* [The problem] Print the entries word for word, starting at the line containing "Where can the woman with green" and ending with the last line of the entries. Leave the pictures out of your copy.

* [Dataset entries]
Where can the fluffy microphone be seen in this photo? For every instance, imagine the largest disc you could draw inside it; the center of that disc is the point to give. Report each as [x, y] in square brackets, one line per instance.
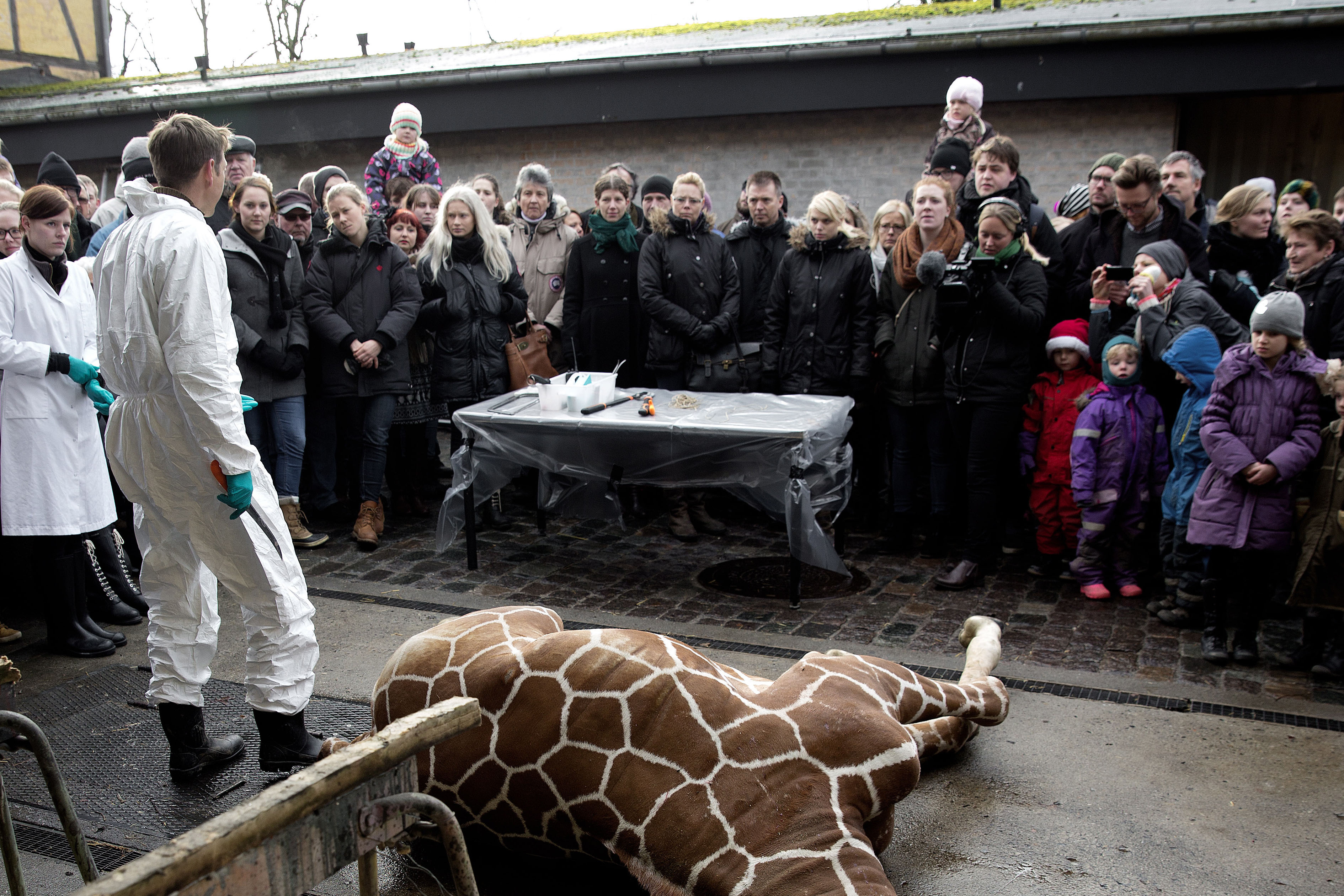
[930, 268]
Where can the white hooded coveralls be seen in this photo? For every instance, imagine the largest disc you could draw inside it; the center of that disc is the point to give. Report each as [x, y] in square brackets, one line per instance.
[169, 351]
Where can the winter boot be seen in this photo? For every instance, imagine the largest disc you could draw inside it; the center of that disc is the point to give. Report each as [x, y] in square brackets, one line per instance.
[286, 742]
[191, 751]
[679, 518]
[116, 566]
[101, 599]
[1213, 644]
[369, 524]
[296, 522]
[701, 518]
[65, 605]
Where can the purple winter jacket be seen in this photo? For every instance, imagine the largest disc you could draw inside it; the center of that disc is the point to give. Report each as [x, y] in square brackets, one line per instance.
[1256, 416]
[1120, 448]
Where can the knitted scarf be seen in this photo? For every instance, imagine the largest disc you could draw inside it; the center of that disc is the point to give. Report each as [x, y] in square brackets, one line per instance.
[273, 253]
[620, 231]
[402, 151]
[909, 249]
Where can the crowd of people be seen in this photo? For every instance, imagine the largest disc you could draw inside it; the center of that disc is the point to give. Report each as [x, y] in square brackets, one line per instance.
[1144, 378]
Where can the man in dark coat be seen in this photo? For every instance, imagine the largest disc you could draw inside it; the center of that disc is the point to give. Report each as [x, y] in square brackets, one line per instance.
[1147, 217]
[57, 172]
[758, 246]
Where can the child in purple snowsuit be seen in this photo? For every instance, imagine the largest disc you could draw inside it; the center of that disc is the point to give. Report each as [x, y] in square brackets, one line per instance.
[404, 155]
[1261, 429]
[1120, 466]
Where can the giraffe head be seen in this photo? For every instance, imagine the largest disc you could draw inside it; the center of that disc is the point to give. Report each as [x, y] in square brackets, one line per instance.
[702, 780]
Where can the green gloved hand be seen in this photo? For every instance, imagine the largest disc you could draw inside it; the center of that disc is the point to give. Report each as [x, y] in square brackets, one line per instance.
[238, 494]
[100, 397]
[81, 373]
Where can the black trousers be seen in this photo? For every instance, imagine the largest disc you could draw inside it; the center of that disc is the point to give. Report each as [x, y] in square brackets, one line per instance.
[986, 437]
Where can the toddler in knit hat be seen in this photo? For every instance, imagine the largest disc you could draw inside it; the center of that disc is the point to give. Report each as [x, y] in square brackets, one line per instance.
[961, 119]
[404, 155]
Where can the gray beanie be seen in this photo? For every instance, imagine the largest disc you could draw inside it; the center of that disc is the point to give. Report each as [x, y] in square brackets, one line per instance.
[1168, 256]
[1280, 314]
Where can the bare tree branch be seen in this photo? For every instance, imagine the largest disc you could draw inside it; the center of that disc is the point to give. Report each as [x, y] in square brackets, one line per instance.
[288, 29]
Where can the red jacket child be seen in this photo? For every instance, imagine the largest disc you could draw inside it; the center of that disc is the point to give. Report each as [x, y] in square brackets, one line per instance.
[1047, 437]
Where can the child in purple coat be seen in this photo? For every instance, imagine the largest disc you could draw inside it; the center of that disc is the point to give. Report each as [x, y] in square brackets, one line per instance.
[1119, 469]
[404, 155]
[1261, 429]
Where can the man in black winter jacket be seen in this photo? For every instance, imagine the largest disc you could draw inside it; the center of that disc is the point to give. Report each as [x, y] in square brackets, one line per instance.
[758, 246]
[996, 174]
[1147, 215]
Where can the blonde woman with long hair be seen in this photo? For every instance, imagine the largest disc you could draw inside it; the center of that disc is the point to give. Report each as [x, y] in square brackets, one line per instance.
[819, 324]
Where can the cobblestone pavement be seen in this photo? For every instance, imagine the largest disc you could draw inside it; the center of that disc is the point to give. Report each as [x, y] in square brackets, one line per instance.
[644, 573]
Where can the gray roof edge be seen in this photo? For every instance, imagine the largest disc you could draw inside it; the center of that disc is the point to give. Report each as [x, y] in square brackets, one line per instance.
[39, 111]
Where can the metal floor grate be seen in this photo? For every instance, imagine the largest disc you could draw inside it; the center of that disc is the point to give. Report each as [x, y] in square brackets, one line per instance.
[115, 757]
[1077, 692]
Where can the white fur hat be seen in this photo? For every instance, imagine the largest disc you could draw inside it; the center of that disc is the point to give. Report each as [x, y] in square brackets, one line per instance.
[970, 89]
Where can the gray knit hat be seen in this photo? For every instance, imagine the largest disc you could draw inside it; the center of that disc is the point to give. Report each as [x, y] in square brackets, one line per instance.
[1280, 314]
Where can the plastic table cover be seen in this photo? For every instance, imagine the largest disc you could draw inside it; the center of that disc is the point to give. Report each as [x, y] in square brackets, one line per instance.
[784, 454]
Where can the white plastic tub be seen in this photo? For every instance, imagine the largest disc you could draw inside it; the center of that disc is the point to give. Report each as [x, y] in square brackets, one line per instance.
[557, 397]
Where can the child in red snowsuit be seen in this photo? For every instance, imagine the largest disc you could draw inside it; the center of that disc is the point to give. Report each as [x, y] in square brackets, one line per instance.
[1047, 433]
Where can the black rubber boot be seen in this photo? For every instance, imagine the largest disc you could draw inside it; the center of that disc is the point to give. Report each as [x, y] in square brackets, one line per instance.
[191, 751]
[286, 741]
[115, 562]
[64, 608]
[101, 598]
[1213, 644]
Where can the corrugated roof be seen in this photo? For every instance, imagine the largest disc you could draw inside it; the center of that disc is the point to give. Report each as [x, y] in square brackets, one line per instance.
[913, 29]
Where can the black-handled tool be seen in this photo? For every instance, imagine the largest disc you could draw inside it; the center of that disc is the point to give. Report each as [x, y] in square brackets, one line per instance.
[620, 401]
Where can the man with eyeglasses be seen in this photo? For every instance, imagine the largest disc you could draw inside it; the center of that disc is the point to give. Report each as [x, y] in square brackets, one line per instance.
[1101, 198]
[295, 217]
[1147, 215]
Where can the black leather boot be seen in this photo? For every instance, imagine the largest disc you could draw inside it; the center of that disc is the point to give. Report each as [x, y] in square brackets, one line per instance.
[101, 598]
[286, 741]
[191, 751]
[1213, 642]
[64, 604]
[111, 555]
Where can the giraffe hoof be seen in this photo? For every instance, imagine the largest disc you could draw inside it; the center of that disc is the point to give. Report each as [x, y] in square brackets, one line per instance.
[974, 626]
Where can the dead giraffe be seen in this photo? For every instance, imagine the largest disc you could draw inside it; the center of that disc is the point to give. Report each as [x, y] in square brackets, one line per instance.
[699, 778]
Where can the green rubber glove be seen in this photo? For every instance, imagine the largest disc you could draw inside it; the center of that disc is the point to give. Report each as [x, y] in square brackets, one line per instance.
[100, 397]
[238, 494]
[81, 373]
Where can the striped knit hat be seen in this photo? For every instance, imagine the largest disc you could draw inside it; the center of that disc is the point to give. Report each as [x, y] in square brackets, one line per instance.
[406, 115]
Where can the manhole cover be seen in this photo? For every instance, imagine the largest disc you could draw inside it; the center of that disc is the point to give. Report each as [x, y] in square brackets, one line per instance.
[769, 578]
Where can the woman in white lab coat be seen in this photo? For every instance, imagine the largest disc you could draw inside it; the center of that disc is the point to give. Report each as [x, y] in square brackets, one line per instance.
[53, 473]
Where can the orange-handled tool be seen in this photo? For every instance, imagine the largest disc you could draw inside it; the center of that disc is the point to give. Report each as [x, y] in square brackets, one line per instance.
[220, 478]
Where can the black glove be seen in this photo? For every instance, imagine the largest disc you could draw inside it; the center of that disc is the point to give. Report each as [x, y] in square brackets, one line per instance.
[268, 358]
[293, 363]
[705, 338]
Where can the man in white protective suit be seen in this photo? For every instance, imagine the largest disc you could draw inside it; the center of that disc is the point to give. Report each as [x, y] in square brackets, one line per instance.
[169, 351]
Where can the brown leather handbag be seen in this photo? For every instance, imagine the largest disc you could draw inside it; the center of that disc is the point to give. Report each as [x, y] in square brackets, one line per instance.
[527, 354]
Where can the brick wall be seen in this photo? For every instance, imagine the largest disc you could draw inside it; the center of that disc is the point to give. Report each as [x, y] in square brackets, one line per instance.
[871, 155]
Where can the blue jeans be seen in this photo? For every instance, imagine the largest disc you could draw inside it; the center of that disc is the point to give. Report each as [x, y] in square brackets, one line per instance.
[277, 432]
[914, 429]
[367, 422]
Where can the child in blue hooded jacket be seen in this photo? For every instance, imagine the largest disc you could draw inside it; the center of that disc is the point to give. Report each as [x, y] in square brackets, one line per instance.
[1194, 355]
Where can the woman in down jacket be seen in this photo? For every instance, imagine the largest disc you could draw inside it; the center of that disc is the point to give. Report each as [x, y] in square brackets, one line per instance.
[1261, 429]
[819, 324]
[472, 295]
[361, 299]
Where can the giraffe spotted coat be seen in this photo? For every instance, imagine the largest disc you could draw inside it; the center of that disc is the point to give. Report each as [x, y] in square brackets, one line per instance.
[702, 780]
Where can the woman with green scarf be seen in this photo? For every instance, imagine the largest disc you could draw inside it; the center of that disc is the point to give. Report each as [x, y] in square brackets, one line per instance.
[604, 323]
[988, 350]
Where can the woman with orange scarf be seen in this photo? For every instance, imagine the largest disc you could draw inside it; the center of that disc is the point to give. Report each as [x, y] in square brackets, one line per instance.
[912, 370]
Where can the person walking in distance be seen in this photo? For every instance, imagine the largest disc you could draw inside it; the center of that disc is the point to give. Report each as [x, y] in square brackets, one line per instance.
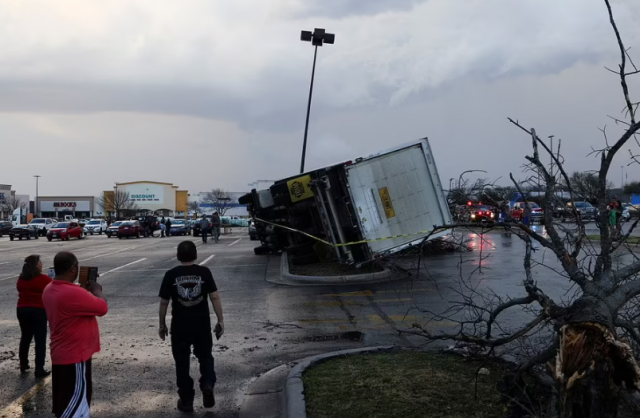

* [Final result]
Where can the woman with green scarf be seen in this photo? For every instance, imagine the largest disc you could draw inside it; the center of that disc is the point to give. Report each as [x, y] in square brackets, one line per instance.
[604, 323]
[988, 350]
Where can the woman with orange scarf be seen in this photo? For every instance, imagine the largest disc you could draw inside it; the center of that disc is the point to give. Report each as [x, y] in square brackets, one line per instance.
[912, 370]
Where can the person walking in distance be seen in this photo? For every instance, imagine the largest disc you could draw inside it; the center of that disc is the point to give. Report each as [x, y] in square brackets, one line per instance.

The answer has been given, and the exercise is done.